***** Fragmento seleccionado *****

Filosofía en español 
Filosofía en español


Francisco Romero

Dos rasgos de la cultura occidental: la Ciencia y la Democracia

Francisco Romero

El problema de la caracterización diferencial de las culturas es uno de los que más interesan ahora: en él se suma al aliciente puramente teórico la necesidad urgente de comprender la índole de los contactos culturales y de atenuar en lo posible los choques que pudieran resultar de ellos. Todo el asunto es apasionante, y por su viva repercusión en la conciencia actual conviene afrontarlo con precauciones, para que lo verdadero no sea supeditado a lo conveniente, esto es, para que lo que teóricamente sea cierto no se desfigure en provecho de lo que parezca útil para un mejoramiento de las relaciones humanas, porque nada más falaz que la ilusión de creer que pueda edificarse algo sólido sobre concesiones que importen el desconocimiento de los hechos.

***** Información mostrada *****

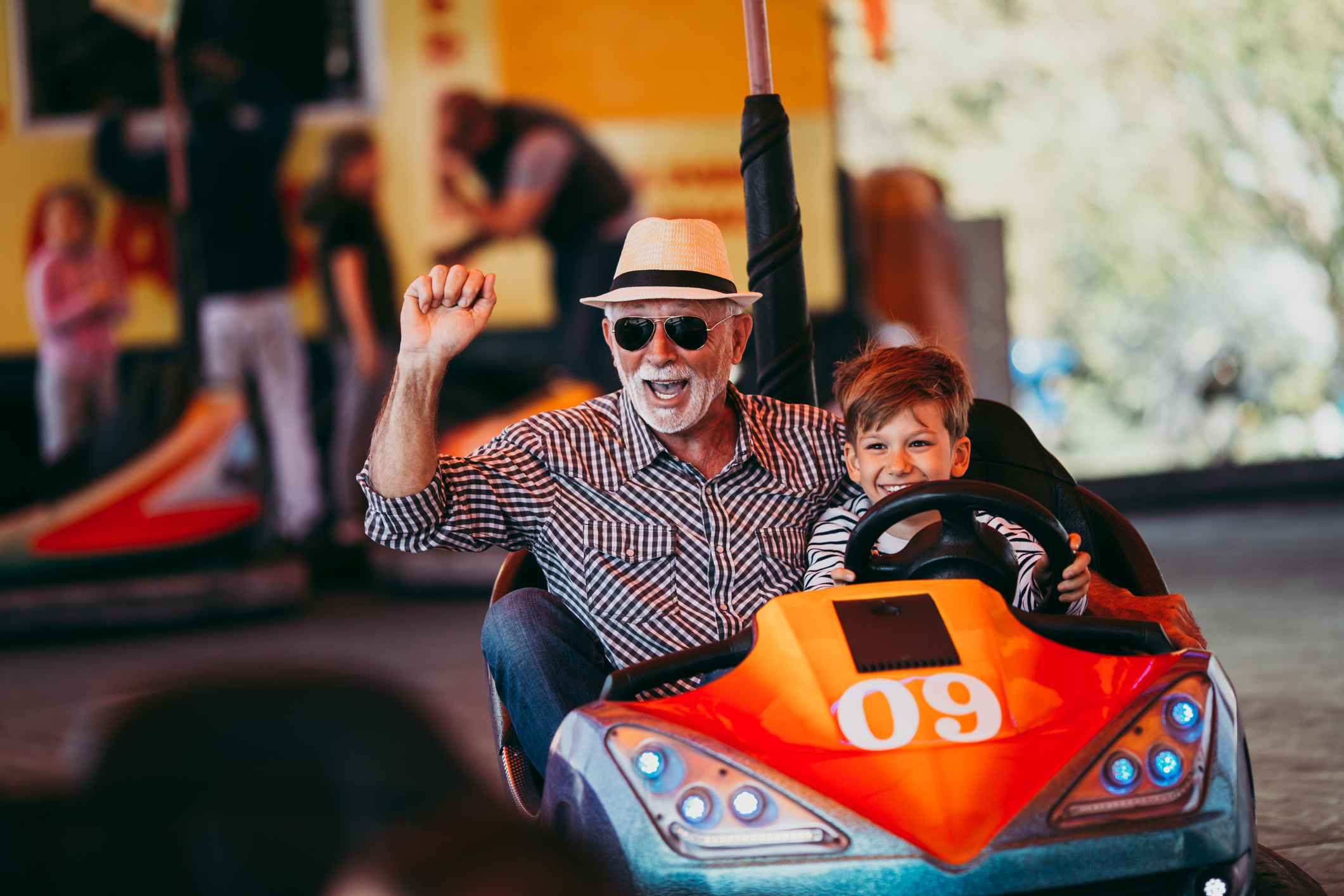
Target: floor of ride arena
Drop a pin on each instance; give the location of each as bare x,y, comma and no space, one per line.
1262,580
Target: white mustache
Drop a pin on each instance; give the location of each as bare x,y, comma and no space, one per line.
667,374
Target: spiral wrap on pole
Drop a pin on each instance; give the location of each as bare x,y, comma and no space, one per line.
774,261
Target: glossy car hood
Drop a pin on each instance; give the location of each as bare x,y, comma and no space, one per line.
949,798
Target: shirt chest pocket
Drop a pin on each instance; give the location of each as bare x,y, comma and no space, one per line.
629,570
781,559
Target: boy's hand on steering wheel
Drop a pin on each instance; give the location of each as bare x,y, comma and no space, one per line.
445,309
1073,585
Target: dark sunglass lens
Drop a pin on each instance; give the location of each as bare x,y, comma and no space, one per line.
634,333
687,332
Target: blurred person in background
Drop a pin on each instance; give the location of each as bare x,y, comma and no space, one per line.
543,176
240,125
362,314
75,293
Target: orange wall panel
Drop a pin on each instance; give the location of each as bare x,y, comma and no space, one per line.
636,58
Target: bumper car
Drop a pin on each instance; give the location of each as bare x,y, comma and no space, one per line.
914,733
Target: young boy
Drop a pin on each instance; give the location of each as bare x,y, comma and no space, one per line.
906,414
75,295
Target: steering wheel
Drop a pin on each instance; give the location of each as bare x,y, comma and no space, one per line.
959,547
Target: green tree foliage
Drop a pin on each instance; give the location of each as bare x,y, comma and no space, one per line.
1170,172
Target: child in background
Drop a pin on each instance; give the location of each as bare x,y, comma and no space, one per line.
75,295
906,411
363,312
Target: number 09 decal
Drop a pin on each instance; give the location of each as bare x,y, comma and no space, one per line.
905,712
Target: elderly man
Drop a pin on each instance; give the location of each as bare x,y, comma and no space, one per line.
663,515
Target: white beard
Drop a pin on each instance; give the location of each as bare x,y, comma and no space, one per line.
701,393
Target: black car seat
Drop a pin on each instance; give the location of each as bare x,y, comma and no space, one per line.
522,781
256,788
1006,452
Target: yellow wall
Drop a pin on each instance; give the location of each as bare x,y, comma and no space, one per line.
659,85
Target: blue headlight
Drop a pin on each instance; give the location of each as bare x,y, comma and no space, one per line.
1121,771
748,803
651,764
695,807
1165,766
1183,714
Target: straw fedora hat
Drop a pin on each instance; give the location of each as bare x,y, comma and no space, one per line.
681,259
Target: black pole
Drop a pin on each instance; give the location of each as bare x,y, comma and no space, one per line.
774,230
774,261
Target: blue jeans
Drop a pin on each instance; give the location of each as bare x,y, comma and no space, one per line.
545,663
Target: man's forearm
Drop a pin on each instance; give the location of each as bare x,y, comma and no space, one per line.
404,454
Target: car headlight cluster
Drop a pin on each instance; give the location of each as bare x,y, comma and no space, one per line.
706,808
1156,767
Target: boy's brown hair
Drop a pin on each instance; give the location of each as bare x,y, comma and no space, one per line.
74,193
881,382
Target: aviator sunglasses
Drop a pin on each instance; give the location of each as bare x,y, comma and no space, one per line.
687,331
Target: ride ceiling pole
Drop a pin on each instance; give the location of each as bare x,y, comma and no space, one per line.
774,230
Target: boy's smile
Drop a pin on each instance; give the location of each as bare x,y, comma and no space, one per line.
912,448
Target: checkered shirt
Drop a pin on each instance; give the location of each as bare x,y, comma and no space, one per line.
644,550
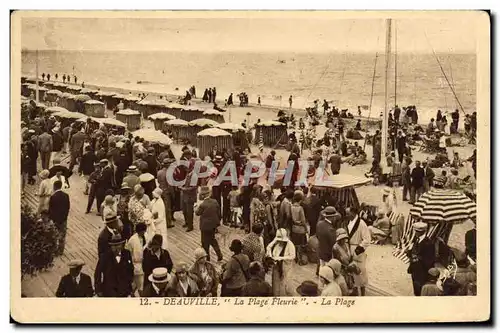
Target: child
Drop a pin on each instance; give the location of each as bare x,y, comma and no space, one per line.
234,206
361,279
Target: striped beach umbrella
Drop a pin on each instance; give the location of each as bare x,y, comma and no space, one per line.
441,205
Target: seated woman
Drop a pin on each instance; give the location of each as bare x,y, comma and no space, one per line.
380,229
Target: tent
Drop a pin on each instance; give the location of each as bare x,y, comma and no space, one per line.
94,108
274,133
160,118
178,127
210,137
214,115
130,117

*****

### [Enunciado del ejercicio 1]
Según el fragmento sobre la cultura occidental, ¿qué necesidad urgente se suma al aliciente puramente teórico del problema de la caracterización diferencial de las culturas?
### [Enunciado del ejercicio 2]
Prosigue el fragmento sobre la cultura occidental a partir de su última oración.
Los registros proceden de una fuente distinta.

### [Resultado obtenido 1]
La necesidad de comprender la índole de los contactos culturales y de atenuar en lo posible los choques que pudieran resultar de ellos.

### [Resultado obtenido 2]
Debe recordarse ante todo que pueblos y culturas son cosas diferentes, y que ni siquiera sabemos a punto fijo qué relación guarda con cada pueblo la correspondiente estructura cultural. De primera intención se juzga, y es la concepción más difundida, que la cultura de un grupo humano brota de su entraña racial más íntima y que, por lo tanto, es consustancial con él en cuanto unidad biológica; pero hay respetables opiniones en contra, que hacen más lugar a las posibilidades de opción derivadas del costado espiritual del hombre. Sombart, por ejemplo, sostiene la normalidad de las mayores alteraciones culturales a lo largo de la vida histórica de un pueblo. La preponderancia de la intención práctica en el planteo de estos asuntos puede acarrear errores, y entre ellos el de concebir el hecho de los contactos de cultura únicamente como el contacto entre pueblos dotados cada uno de su especial cultura, sin advertir que acaso los fenómenos más importantes del encuentro cultural se dan en el seno de un pueblo, cuando en él la cultura propia empieza a convivir con otra extraña que paulatinamente va ganando terreno, bien en su totalidad, bien en alguna de sus dimensiones. Poniendo de lado consideraciones generales de este orden, quiero dejar bien establecido que al referirme a continuación a las culturas orientales, no pienso en los pueblos correspondientes ni aun en su situación cultural presente, sumamente variable y compleja, sino en las mayores estructuras culturales clásicas del Oriente, cuya relativa pureza se mantuvo hasta el proceso de occidentalización que se produce en ellas desde la segunda mitad del siglo pasado. Y no debe olvidarse que el llamado “despertar del Asia” fue una de las consecuencias de la occidentalización.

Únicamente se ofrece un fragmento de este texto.